OBJECTIVE:
According to the article below about the song "Strange," in which city was the song written and recorded?

SELECTED TEXT:
======

- Cover for the studio version

Single by Celeste

from the album Not Your Muse
- Released: 4 September 2019
- Genre: Soul
- Length: 3:20 (studio version) 4:15 (album version) 5:03 (live version)
- Label: Polydor
- Songwriters: Celeste Waite; Stephen Wrabel; Jamie Hartman;
- Producer: Jamie Hartman

Celeste singles chronology
| "Coco Blood" (2019) | "Strange" (2019) | "Stop This Flame" (2020) |

Music video
- "Strange" on YouTube

Audio sample
- Audio sample of the song's chorus.file; help;

= Strange (Celeste song) =

2019 single by Celeste

"Strange" is a song by British singer and songwriter Celeste. The song was released on 4 September 2019 through Both Sides and Polydor Records as the lead single from her debut studio album Not Your Muse (2021). It was written by Celeste, Stephen Wrabel, and Jamie Hartman, who also produced the track. She released a live version of the song on 20 September 2019, as well as the song's music video in November 2019. The original version has been edited for radio play on the version titled "Strange (Edit)", therefore excluding an extra verse towards the end of the song.

== Background and composition ==
Celeste premiered the song at the BBC Music Introducing concert at The Lexington in February 2019. She told BBC, "You never know how you're gonna feel when you perform something for the first time and how people are going to react to it, and I had such a warm response and it seemed like it was a memorable song for people in that moment." Celeste told the Evening Standard, "They identified it as a special song."

"Strange" is "a tale of lost friendships and broken relationships". In the chorus, Celeste ponders: "Isn't it strange? / How people can change / From strangers to friends / Friends into lovers / And strangers again" over silky strings and a "haunting and delicate" piano melody.

The song was written and recorded in Los Angeles during the 2018 California wildfires. Robin Murray from Clash noted that the damaged areas were "transformed into these hideous alien realms which [Waite] began to view [as] counterpoints to her own emotional turmoil." She told Idolator, "I began to think of all the destruction the fires caused, the loss, the isolation, people finding themselves in a situation where they have no home, no sense of familiarity," After hearing Celeste sing "Tried to see through all the smoke," David Smyth from Evening Standard wrote, "her voice trails off close to silence, as though she isn't quite sure of the words." Celeste commented on this statement, saying "It's become one of my favourite songs I've written, because it allows me to live in the imperfections of my voice... The air was thick with smoke, which is why my voice sounds more husky than it is usually." Modestas Mankus from Our Culture Mag wrote, "Celeste brings us a melancholic mood through a melodious voice and soft ad-like piano."

======

[Stored dataset items]
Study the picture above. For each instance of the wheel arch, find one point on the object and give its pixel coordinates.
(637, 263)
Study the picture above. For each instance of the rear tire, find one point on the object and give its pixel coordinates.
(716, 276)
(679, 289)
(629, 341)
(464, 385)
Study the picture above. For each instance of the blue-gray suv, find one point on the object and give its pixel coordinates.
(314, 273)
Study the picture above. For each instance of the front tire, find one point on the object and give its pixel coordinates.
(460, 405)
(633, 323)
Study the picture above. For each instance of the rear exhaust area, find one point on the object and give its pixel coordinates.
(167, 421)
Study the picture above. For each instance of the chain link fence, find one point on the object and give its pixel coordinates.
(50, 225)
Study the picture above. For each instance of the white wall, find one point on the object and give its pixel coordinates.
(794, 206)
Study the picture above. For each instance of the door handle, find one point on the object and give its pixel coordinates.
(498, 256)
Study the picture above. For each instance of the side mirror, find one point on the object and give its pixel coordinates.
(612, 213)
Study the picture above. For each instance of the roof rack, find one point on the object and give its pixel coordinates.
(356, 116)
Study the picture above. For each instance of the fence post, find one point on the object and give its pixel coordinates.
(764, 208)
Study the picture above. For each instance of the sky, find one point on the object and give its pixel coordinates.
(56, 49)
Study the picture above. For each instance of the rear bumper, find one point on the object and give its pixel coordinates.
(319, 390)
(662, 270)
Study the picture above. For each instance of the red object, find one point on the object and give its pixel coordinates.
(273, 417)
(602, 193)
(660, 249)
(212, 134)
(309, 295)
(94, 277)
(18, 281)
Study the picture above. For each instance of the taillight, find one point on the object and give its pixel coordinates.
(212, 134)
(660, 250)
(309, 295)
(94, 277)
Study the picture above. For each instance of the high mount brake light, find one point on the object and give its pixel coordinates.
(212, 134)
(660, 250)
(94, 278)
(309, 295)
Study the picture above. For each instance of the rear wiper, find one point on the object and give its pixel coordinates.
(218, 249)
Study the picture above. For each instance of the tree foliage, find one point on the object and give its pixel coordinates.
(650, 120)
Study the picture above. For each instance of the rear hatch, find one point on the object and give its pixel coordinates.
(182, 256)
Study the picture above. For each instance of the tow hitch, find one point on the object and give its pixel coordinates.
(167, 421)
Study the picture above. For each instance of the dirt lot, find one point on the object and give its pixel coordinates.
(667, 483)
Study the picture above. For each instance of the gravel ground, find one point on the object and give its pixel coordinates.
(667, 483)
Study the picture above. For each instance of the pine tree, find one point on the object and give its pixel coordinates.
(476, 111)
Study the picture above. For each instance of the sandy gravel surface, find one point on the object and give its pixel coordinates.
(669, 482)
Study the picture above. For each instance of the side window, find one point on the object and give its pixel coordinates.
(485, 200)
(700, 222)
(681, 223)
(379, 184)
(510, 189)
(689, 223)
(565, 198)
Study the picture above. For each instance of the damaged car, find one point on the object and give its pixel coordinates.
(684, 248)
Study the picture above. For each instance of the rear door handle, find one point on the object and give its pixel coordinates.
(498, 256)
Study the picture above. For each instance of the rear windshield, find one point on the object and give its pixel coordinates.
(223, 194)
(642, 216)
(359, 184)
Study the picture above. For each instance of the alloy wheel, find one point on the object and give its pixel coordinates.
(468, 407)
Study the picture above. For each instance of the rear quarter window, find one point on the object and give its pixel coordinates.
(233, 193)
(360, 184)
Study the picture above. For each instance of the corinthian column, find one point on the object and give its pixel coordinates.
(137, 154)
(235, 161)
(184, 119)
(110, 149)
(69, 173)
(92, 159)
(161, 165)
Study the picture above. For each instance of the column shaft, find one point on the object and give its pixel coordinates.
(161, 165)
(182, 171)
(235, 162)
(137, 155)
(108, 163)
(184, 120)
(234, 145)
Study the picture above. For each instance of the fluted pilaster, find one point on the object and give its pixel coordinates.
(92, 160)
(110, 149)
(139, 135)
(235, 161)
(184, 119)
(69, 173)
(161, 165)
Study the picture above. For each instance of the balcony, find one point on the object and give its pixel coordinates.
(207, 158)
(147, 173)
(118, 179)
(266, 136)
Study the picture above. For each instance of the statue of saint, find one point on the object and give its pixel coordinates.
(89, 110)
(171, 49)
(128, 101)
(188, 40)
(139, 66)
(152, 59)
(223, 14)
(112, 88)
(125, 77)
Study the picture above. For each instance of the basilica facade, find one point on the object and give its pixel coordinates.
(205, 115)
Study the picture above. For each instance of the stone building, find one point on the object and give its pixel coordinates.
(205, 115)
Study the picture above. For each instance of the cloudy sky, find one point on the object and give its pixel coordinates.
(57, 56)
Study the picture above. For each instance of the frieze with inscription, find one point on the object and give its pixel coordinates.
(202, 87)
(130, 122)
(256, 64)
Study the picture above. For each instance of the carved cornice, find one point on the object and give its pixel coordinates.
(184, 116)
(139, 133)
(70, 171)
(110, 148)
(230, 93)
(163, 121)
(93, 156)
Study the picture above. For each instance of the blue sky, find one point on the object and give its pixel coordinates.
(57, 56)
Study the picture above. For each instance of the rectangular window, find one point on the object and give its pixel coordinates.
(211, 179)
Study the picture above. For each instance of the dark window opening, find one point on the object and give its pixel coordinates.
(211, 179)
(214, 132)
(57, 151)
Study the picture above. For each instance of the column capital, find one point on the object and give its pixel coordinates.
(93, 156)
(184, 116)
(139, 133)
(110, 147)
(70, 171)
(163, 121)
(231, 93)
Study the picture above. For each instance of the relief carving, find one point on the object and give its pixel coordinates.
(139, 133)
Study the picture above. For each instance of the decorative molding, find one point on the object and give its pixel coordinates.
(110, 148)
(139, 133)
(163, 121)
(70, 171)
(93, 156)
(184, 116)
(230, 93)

======

ANSWER FOR THE TASK:
It was written and recorded in Los Angeles.